Required work |
• 1. Using the truce article, explain what could make the hostage and prisoner swap collapse.
• 2. Please list every number in the truce article that gives a count of people, along with who is being counted.

Selected text |
Unlock the Editor’s Digest for free
Roula Khalaf, Editor of the FT, selects her favourite stories in this weekly newsletter.
A tentative four-day truce between Israel and Hamas appears to have taken hold, setting the ground for the staggered release of 50 hostages held by Hamas and 150 Palestinian prisoners in Israel.
The Qatari-brokered pause appeared to have begun at 7am on Friday. If it holds, the two sides will begin exchanging hostages, and humanitarian assistance — including much-needed fuel — will be allowed into the besieged enclave.
While neither side has officially announced the four-day lull to be in place, the Israel Defense Forces dropped leaflets into Gaza warning Palestinians to remain south of the Israeli-ordered evacuation line. “The war has not ended. The humanitarian pause is temporary,” the flyers read.
The swap could result in the return to their families of as many as 50 civilians captured from Israel during Hamas’s October 7 cross-border attack. But it could collapse over various obstacles, including if a smaller militant group, the Iran-backed Palestinian Islamic Jihad, fails to abide by the agreement between its Gazan rival and Israeli foe.

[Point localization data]

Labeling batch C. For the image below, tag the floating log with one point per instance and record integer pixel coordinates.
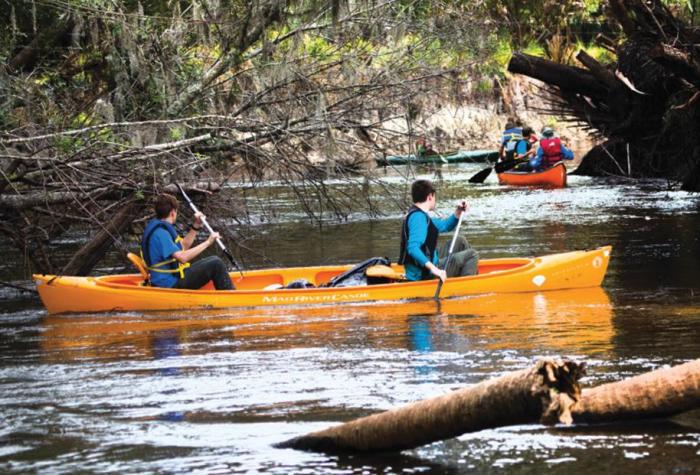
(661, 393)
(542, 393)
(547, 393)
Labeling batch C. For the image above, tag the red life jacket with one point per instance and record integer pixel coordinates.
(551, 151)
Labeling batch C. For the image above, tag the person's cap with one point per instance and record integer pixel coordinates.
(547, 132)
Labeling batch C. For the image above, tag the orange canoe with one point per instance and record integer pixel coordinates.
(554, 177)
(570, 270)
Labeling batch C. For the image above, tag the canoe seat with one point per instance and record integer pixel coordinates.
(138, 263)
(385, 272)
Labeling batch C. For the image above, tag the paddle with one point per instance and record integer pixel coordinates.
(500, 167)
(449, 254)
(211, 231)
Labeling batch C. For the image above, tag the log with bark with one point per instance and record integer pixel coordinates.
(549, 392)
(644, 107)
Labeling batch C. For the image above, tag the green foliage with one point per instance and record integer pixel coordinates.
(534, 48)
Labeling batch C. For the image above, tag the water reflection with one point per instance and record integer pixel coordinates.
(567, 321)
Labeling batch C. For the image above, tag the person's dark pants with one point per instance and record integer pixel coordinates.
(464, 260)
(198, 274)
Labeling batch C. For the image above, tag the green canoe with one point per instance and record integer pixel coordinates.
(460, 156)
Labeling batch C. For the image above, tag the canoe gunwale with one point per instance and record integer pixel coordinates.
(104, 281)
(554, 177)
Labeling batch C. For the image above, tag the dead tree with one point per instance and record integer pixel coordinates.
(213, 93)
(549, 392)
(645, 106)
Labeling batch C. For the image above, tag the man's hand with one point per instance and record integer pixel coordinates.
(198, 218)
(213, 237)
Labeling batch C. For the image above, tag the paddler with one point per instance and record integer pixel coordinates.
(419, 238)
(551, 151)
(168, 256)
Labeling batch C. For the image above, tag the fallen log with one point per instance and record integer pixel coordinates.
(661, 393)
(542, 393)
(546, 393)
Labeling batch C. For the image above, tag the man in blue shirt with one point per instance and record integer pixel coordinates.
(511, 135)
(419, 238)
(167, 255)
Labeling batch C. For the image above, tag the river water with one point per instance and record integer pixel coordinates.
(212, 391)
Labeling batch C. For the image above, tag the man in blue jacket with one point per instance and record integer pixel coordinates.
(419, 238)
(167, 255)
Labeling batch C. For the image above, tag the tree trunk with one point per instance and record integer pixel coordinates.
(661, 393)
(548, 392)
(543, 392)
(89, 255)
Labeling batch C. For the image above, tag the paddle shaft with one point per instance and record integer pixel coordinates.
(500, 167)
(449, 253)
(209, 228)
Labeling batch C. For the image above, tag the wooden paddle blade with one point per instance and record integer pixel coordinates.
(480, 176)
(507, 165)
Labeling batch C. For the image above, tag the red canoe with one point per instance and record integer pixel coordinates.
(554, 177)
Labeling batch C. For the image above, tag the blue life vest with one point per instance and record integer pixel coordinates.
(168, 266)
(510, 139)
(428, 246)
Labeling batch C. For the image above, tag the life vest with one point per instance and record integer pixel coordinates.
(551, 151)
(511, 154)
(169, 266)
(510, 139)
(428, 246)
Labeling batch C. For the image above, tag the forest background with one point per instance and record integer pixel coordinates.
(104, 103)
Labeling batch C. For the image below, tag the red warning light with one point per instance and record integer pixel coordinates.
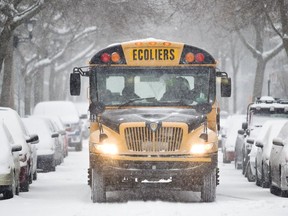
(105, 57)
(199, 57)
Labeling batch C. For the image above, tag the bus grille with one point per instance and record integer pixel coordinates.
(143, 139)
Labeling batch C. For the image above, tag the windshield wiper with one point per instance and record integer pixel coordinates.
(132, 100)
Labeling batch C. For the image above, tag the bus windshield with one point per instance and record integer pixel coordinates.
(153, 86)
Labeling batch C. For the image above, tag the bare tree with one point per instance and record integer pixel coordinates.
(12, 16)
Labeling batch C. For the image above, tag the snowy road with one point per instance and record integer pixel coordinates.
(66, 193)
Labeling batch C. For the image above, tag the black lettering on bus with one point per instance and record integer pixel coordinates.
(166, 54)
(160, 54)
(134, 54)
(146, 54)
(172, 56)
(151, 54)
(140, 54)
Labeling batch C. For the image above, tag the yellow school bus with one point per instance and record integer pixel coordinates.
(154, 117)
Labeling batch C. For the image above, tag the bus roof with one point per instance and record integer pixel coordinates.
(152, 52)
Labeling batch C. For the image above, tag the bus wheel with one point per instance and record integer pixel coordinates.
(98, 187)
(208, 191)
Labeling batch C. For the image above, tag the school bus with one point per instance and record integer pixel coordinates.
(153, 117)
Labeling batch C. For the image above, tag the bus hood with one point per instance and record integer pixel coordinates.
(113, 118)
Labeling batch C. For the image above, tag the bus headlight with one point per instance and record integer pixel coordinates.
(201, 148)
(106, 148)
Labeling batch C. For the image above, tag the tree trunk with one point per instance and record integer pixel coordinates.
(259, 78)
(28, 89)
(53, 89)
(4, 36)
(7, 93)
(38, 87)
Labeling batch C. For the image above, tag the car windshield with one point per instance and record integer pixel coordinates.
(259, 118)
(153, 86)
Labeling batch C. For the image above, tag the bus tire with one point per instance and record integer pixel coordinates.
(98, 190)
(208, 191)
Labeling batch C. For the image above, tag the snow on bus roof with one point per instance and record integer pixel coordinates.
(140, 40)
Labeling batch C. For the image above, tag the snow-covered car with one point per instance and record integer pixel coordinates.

Task-by-task results |
• 1. The swap could collapse over various obstacles. One of these is if the Palestinian Islamic Jihad, a smaller militant group backed by Iran, fails to abide by the agreement between Hamas and Israel.

• 2.
- 50 hostages held by Hamas
- 150 Palestinian prisoners in Israel
- as many as 50 civilians captured from Israel during Hamas's October 7 attack